ABOUT THIS TASK: In the text about the NNSA uranium enrichment pilot plant study, what is the deadline for bids?

EXCERPT:
--------------------------------------------------
The National Nuclear Security Administration on Friday solicited bids for a one-year study about a pilot plant to test defense uranium-enrichment technology developed by the Oak Ridge National Laboratory.
Bids are due April 15, the National Nuclear Security Administration (NNSA) wrote in a procurement notice posted online for the firm-fixed-price NNSA Domestic Uranium Enrichment Pilot Plant Study contract.
The Oak Ridge National Laboratory’s Domestic Uranium Enrichment Centrifuge Experiment (DUECE) is one of two domestic uranium enrichment options, along with Centrus Energy Corp.’s AC-100M, that the NNSA had been considering as the foundation for its next defense-enrichment plant, which would be the first in the U.S. since the Paducah Gaseous Diffusion Plant shut down in 2013.
DOE wants to start enriching new defense-useable uranium by 2030 or so. In the meantime, Oak Ridge “is planning to demonstrate the DUECE technology in an engineering-scale cascade testbed at a facility located on their campus in Oak Ridge, Tennessee,” the NNSA wrote in a statement of work appended to the solicitation.
Testing on the second of two planned DUECE demonstration cascades should finish in the 2029 fiscal year, which runs through Sept. 30, 2029, according to a requirements report for DUECE dated January 2024 and posted online with the study solicitation.
Oak Ridge’s technology, less developed than Centrus’, has to be “tested in a pilot plant to demonstrate centrifuge reliability, production-scale cascade operations, production-rate centrifuge manufacturing, and other supporting systems,” the NNSA said in the statement of work.
--------------------------------------------------
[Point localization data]
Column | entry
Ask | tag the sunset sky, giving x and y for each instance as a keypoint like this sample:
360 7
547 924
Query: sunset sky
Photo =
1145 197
--------------------------------------------------
OUTPUT OF THE TASK: April 15